* **Job**
List each line in the rows below that contains the string "water". Uppercase and lowercase letters count as different.

Collection entries:
******************************

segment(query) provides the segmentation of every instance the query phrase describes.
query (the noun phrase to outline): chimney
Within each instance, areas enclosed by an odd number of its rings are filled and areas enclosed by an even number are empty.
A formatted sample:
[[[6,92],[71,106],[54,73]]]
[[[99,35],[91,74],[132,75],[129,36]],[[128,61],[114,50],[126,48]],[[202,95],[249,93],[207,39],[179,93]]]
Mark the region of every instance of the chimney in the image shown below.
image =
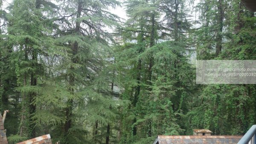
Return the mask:
[[[207,129],[196,129],[193,130],[194,135],[211,135],[212,133],[212,131]]]

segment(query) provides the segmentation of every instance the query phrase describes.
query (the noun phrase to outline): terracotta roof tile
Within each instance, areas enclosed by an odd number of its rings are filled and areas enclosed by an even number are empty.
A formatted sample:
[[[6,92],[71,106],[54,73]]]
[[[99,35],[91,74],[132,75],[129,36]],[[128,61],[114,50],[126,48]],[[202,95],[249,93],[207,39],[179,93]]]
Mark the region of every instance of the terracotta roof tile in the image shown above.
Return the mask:
[[[0,144],[8,144],[8,141],[7,141],[6,135],[4,132],[4,128],[3,127],[2,118],[2,115],[0,114]]]
[[[237,144],[242,136],[158,135],[158,141],[162,144]]]

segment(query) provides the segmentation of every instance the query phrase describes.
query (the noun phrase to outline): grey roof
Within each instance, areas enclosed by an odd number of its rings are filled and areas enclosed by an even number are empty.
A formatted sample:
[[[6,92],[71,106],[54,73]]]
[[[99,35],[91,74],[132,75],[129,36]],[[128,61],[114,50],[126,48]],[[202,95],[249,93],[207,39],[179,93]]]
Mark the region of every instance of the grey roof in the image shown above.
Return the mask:
[[[158,135],[153,144],[237,144],[240,135]]]

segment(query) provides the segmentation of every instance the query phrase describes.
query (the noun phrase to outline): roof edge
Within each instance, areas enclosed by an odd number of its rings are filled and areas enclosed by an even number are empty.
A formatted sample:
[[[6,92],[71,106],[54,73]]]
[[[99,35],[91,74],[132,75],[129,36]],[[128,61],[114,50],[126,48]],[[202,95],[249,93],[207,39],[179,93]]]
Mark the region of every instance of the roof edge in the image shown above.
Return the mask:
[[[156,138],[156,140],[153,143],[153,144],[157,144],[157,142],[158,142],[158,140],[159,140],[159,138],[158,138],[158,135],[157,135],[157,138]]]

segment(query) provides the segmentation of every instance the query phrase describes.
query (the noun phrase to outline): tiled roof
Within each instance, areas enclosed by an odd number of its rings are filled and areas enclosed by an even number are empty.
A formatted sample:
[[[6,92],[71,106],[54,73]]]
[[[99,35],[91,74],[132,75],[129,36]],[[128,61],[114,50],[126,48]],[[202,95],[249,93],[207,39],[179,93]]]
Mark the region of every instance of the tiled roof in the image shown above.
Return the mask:
[[[204,132],[204,133],[212,133],[211,131],[207,129],[195,129],[193,130],[196,132]]]
[[[253,12],[256,12],[256,1],[255,0],[242,0],[245,6]]]
[[[242,136],[158,135],[153,144],[237,144]]]
[[[0,143],[1,144],[1,143]],[[49,134],[42,135],[16,144],[52,144]]]
[[[7,141],[6,135],[4,132],[4,128],[3,127],[3,124],[2,118],[2,115],[0,114],[0,144],[8,144],[8,141]]]

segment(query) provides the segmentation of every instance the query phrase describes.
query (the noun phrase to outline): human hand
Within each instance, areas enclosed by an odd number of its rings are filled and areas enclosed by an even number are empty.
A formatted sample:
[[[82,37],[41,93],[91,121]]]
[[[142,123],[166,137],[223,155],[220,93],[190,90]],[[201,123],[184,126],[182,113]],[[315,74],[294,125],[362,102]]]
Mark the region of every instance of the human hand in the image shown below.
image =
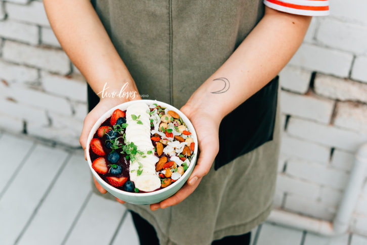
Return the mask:
[[[210,169],[219,151],[218,131],[221,117],[213,115],[213,111],[205,109],[204,105],[193,107],[187,104],[180,109],[189,118],[195,128],[198,137],[199,158],[187,182],[173,195],[159,203],[151,204],[154,211],[175,205],[182,202],[198,187],[202,178]]]
[[[136,93],[139,94],[139,93]],[[86,141],[88,138],[88,135],[89,135],[89,132],[93,125],[106,112],[108,111],[111,108],[119,105],[124,102],[126,102],[128,101],[133,100],[140,100],[141,98],[139,96],[135,96],[133,99],[131,98],[125,99],[125,98],[105,98],[101,99],[100,102],[96,106],[93,110],[85,116],[84,119],[84,124],[83,125],[83,129],[81,130],[81,134],[79,139],[79,142],[81,147],[84,150],[84,155],[85,160],[86,160]],[[93,177],[94,179],[95,184],[96,187],[98,190],[102,193],[104,194],[107,192]],[[119,202],[123,202],[120,200],[117,200]],[[124,202],[123,202],[124,203]]]

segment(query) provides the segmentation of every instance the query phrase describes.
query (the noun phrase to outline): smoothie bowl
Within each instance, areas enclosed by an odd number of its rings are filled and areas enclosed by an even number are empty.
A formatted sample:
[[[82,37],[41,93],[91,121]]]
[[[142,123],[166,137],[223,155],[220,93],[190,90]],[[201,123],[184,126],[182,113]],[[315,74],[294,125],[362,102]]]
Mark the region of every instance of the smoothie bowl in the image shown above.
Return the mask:
[[[87,160],[97,181],[134,204],[158,203],[174,194],[194,169],[194,126],[175,107],[150,100],[121,104],[95,124]]]

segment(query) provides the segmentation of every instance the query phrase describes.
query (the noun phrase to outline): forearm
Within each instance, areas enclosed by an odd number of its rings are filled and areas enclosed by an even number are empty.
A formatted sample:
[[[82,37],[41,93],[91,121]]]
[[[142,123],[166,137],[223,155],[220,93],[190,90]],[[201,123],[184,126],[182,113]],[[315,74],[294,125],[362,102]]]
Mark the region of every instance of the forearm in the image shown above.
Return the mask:
[[[96,93],[137,89],[88,0],[43,0],[51,27],[65,53]],[[101,97],[101,93],[99,96]]]
[[[310,17],[266,7],[264,17],[188,104],[216,111],[218,118],[222,118],[265,86],[287,64],[302,43],[310,20]],[[222,81],[214,80],[219,78],[227,79],[229,88],[213,93],[223,88]]]

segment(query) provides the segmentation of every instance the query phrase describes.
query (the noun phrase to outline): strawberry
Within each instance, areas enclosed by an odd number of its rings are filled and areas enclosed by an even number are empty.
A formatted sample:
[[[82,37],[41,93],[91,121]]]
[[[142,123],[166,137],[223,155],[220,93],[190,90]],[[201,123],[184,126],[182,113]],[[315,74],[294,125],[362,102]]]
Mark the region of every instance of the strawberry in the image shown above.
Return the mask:
[[[194,150],[195,149],[195,143],[192,142],[190,144],[190,150],[192,152],[194,152]]]
[[[97,132],[98,137],[99,137],[100,138],[102,138],[102,137],[104,135],[105,133],[106,133],[107,132],[111,130],[111,129],[112,128],[111,128],[111,127],[109,127],[108,126],[102,126],[98,129],[98,131]]]
[[[158,137],[158,136],[153,136],[153,137],[152,137],[150,139],[152,140],[154,140],[155,141],[159,141],[159,140],[161,140],[161,138],[160,137]]]
[[[105,158],[98,158],[92,163],[92,168],[98,173],[104,174],[108,172],[107,162]]]
[[[98,156],[105,156],[106,153],[102,148],[102,143],[101,140],[97,138],[93,138],[90,141],[90,148],[94,153]]]
[[[174,164],[174,162],[173,162],[173,161],[170,161],[169,162],[167,162],[163,164],[163,169],[170,168],[171,167],[173,166],[173,164]]]
[[[111,116],[111,120],[110,121],[111,125],[112,126],[116,124],[116,122],[117,121],[117,119],[120,117],[125,117],[125,116],[126,114],[124,112],[120,109],[116,109],[113,112],[113,113],[112,113],[112,116]]]
[[[191,134],[191,133],[190,132],[186,130],[182,131],[182,133],[183,133],[185,135],[190,135],[190,134]]]
[[[123,185],[125,182],[127,180],[127,177],[117,177],[108,176],[106,177],[107,181],[113,186],[120,187]]]

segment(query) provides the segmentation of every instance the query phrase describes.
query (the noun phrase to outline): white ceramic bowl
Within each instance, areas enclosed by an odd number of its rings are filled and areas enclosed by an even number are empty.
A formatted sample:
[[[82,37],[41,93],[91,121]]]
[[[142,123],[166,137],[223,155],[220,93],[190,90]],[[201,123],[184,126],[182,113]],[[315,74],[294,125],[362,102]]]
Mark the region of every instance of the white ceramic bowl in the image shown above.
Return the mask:
[[[183,120],[183,122],[185,122],[186,124],[186,126],[187,127],[189,131],[192,133],[191,136],[194,139],[194,142],[195,143],[195,148],[194,151],[194,154],[195,155],[191,159],[191,163],[190,163],[189,168],[185,171],[182,176],[168,186],[158,190],[150,192],[133,193],[117,189],[105,182],[101,177],[100,177],[98,174],[91,167],[91,161],[90,160],[90,156],[89,154],[89,151],[90,140],[91,140],[92,138],[93,138],[95,133],[96,133],[96,132],[100,127],[101,124],[102,124],[103,122],[112,115],[112,113],[116,109],[120,109],[121,111],[124,111],[130,105],[138,102],[141,102],[142,101],[146,103],[148,106],[152,105],[153,103],[157,103],[159,106],[161,106],[163,107],[166,107],[168,108],[169,110],[174,111],[178,114],[179,116],[182,119],[182,120]],[[142,100],[125,102],[110,109],[103,114],[103,115],[101,117],[101,118],[98,119],[97,122],[96,122],[96,123],[95,123],[91,130],[90,130],[90,132],[89,132],[89,136],[88,136],[86,145],[86,158],[88,161],[88,165],[90,169],[90,171],[91,171],[92,173],[93,174],[93,176],[97,180],[98,183],[99,183],[100,184],[102,185],[102,187],[107,191],[111,193],[114,196],[119,199],[123,200],[125,202],[133,204],[151,204],[159,203],[159,202],[164,200],[174,194],[182,187],[183,184],[185,184],[189,178],[189,177],[191,174],[191,173],[193,172],[194,167],[196,163],[196,159],[198,155],[198,138],[197,137],[195,129],[194,128],[194,126],[191,124],[191,122],[190,121],[189,119],[185,115],[185,114],[183,114],[183,113],[181,112],[181,111],[177,108],[164,102],[153,101],[152,100]]]

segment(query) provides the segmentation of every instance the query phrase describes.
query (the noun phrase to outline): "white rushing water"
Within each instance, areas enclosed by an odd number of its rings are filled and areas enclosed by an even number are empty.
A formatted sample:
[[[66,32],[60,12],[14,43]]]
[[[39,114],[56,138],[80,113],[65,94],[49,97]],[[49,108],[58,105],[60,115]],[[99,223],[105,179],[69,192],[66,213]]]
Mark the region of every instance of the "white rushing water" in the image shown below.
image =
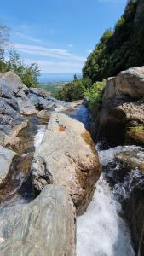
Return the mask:
[[[113,149],[105,153],[99,152],[101,164],[113,157]],[[119,216],[120,210],[121,205],[114,200],[101,174],[87,212],[77,218],[77,256],[135,255],[128,227]]]
[[[40,146],[44,132],[45,132],[45,125],[40,125],[40,128],[37,130],[37,132],[34,137],[34,146],[36,149],[37,149],[38,147]]]

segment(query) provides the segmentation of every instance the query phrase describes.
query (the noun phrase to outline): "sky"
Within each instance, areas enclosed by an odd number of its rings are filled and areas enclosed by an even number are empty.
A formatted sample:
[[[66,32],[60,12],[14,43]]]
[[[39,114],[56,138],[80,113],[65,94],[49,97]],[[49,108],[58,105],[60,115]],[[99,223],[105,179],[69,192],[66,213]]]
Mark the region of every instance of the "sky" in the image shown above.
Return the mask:
[[[43,75],[78,73],[107,28],[124,13],[126,0],[4,0],[0,23],[26,64]]]

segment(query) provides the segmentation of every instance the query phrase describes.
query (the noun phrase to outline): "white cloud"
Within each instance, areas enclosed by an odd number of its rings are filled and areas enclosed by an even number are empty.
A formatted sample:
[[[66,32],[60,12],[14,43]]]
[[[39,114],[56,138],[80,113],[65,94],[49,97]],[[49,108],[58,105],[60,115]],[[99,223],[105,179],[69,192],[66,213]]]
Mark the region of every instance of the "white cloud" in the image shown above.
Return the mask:
[[[72,48],[72,47],[73,47],[73,44],[68,44],[68,47],[69,47],[69,48]]]
[[[72,62],[72,61],[47,61],[43,60],[26,59],[25,62],[30,64],[37,62],[40,67],[42,73],[80,73],[84,62]]]
[[[92,49],[88,49],[87,53],[90,54],[92,51],[93,51]]]
[[[57,59],[65,59],[83,62],[85,61],[85,58],[84,58],[83,56],[72,54],[66,49],[53,49],[25,44],[14,44],[13,45],[19,52],[28,55],[48,56]]]
[[[27,36],[27,35],[20,33],[20,32],[15,32],[15,35],[20,37],[21,38],[29,40],[29,41],[32,41],[35,43],[42,43],[42,41],[39,39],[34,38],[32,37]]]

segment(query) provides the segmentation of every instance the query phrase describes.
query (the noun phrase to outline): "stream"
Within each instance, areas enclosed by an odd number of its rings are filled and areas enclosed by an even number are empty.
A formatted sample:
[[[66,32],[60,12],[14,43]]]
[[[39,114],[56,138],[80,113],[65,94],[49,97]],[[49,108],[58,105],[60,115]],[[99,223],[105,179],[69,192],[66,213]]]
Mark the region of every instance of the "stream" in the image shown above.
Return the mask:
[[[89,111],[80,105],[68,116],[89,127]],[[31,162],[35,148],[43,139],[48,122],[30,116],[28,126],[21,130],[17,155],[14,158],[6,183],[0,189],[1,207],[27,203],[34,199],[30,178]],[[100,162],[107,165],[113,155],[112,148],[98,150]],[[111,173],[111,170],[109,170]],[[87,212],[77,218],[77,256],[134,256],[131,237],[124,220],[120,217],[121,204],[102,172]]]

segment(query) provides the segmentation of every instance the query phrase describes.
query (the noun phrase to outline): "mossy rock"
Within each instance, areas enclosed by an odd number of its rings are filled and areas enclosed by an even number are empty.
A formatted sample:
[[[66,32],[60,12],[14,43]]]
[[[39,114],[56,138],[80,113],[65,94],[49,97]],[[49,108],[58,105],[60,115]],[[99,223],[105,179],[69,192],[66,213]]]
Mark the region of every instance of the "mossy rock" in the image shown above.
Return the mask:
[[[127,128],[125,144],[144,146],[144,125]]]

******************************

* **Answer for this exercise**
query (the noun phrase to outline): "white rushing water"
Mark the region of every instance of the "white rushing water" in the image shown below.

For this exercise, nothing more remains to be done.